● **DATASET EXTRACT**:
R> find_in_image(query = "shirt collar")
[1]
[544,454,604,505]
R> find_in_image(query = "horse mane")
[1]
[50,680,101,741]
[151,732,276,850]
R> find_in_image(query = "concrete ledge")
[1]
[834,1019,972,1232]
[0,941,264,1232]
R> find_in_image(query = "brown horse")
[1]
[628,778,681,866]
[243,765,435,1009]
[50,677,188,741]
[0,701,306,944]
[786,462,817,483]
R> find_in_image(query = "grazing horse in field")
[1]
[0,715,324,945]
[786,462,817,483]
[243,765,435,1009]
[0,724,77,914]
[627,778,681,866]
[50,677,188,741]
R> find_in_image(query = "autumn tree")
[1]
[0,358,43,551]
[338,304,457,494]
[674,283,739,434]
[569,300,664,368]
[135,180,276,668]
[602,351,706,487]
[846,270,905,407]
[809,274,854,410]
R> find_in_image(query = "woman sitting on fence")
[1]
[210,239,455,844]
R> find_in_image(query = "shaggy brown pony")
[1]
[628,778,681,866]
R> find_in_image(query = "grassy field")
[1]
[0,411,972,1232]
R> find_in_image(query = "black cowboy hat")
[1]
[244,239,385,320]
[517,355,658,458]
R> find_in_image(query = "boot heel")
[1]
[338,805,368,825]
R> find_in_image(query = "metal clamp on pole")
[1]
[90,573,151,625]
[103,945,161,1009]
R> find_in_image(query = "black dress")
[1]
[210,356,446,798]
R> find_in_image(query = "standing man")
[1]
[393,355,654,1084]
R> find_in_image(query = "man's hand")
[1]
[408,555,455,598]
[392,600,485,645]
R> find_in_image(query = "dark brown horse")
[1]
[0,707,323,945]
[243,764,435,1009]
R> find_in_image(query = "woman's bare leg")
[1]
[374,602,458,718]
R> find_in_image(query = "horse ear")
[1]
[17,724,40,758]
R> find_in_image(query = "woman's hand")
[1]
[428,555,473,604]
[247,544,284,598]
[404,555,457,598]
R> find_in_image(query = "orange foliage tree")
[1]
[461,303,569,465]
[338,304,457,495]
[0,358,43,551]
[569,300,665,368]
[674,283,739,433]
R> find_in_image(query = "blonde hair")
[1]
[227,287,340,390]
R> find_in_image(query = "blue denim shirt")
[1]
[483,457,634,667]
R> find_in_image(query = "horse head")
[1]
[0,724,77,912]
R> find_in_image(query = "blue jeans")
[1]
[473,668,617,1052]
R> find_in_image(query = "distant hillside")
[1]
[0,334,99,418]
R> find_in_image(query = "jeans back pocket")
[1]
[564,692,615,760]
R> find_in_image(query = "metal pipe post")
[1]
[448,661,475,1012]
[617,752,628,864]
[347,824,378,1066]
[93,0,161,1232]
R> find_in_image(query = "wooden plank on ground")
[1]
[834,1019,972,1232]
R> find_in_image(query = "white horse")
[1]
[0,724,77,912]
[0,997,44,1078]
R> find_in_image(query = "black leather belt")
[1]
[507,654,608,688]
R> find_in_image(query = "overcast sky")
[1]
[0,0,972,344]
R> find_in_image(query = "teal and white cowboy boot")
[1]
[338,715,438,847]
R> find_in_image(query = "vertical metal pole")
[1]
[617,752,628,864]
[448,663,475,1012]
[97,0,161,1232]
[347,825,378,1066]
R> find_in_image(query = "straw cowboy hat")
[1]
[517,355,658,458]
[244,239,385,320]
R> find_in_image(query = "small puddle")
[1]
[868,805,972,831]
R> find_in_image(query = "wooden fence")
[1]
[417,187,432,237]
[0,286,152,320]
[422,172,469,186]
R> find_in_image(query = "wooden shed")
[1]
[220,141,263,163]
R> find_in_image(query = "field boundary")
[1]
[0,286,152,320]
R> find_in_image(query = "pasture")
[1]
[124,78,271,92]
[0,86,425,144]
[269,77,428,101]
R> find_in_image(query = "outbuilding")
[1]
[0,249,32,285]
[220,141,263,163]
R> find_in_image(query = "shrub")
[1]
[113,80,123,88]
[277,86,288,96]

● **WHAT IS BEING ASKED**: Rewrite everything from the first row down to the line containing "[338,805,368,825]", inclusive, keeping the requests as they are. Increase every bounding-box coordinate by 87.

● **REPLY**:
R> find_in_image(query = "shirt collar")
[1]
[631,541,691,592]
R> find_in_image(query = "horse mane")
[1]
[137,767,188,828]
[238,819,363,937]
R> find_in_image(query = "concrete ledge")
[1]
[921,1106,1059,1319]
[87,1028,351,1319]
R> find_in_image(query = "brown horse")
[1]
[715,865,768,953]
[330,852,522,1096]
[137,764,275,828]
[87,788,393,1031]
[873,549,904,570]
R> find_in_image(query = "grazing horse in field")
[1]
[87,802,411,1032]
[873,549,904,570]
[330,852,522,1096]
[87,811,164,1001]
[714,865,768,953]
[137,764,275,828]
R> find_in_image(query = "autumn tree")
[1]
[87,445,130,638]
[425,391,544,581]
[761,370,826,521]
[656,387,751,455]
[222,267,363,755]
[689,438,793,574]
[933,357,992,494]
[896,361,941,497]
R> find_in_image(query = "woman sitting on fence")
[1]
[297,326,542,931]
R> find_in_image(query = "shaggy brown pony")
[1]
[715,865,768,953]
R> find_in_image(query = "grassy field")
[1]
[87,498,1059,1319]
R> find_in_image(query = "black cowboy hat")
[1]
[331,326,472,407]
[604,442,745,545]
R> find_in_image(query = "boot heel")
[1]
[425,892,455,912]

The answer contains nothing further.